GOAL OF THE EXERCISE. Starting at the line with "In this exercise you will locate the balcony" in it, reproduce each line below through the last one, exactly, and include nothing else.

(Dataset entries)
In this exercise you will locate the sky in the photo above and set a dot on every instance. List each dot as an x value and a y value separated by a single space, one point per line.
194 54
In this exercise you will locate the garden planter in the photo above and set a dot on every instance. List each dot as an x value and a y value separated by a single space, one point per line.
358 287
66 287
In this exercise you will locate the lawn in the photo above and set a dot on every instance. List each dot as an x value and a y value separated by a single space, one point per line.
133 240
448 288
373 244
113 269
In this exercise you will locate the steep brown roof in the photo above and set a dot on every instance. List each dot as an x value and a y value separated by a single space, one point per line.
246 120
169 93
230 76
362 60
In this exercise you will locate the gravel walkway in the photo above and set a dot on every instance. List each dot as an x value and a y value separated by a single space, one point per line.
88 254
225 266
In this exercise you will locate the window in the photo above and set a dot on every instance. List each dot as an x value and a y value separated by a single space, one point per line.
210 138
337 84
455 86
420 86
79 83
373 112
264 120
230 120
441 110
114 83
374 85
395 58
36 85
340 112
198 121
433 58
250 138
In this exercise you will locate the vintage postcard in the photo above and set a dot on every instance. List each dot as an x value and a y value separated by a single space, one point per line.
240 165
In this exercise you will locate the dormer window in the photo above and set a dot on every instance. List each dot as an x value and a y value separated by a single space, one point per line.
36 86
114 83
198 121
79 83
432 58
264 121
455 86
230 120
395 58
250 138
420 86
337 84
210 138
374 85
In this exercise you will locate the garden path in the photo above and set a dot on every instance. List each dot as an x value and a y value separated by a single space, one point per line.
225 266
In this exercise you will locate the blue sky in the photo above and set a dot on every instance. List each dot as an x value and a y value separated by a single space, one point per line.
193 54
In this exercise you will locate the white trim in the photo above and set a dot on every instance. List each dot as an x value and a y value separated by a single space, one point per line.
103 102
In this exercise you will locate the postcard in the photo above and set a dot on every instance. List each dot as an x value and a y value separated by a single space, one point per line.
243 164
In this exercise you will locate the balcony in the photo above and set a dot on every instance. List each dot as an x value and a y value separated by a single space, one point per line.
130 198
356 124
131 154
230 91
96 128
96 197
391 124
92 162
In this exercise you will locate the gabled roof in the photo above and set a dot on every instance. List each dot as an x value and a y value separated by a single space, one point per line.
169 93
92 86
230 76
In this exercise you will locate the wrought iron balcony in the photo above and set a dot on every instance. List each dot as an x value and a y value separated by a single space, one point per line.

RESPONSE TO THIS EXERCISE.
In this exercise you will locate the balcony in the photo above and set a dot on every instance. List each dot as an x value and a y value separated by a single space, one point per line.
130 198
356 124
131 154
230 91
96 128
96 197
391 124
92 162
In this exercise you will locate the gabled roof in the photo above and set a dot on every instance. List each dot as an x value and a y value separated by a single space, one point per line.
169 93
92 86
230 76
In this exercise you will locate the wrought iron balcony in the photo above and set a dot on every instance. List each dot as an x value and a y value separated by a single space, one point per line.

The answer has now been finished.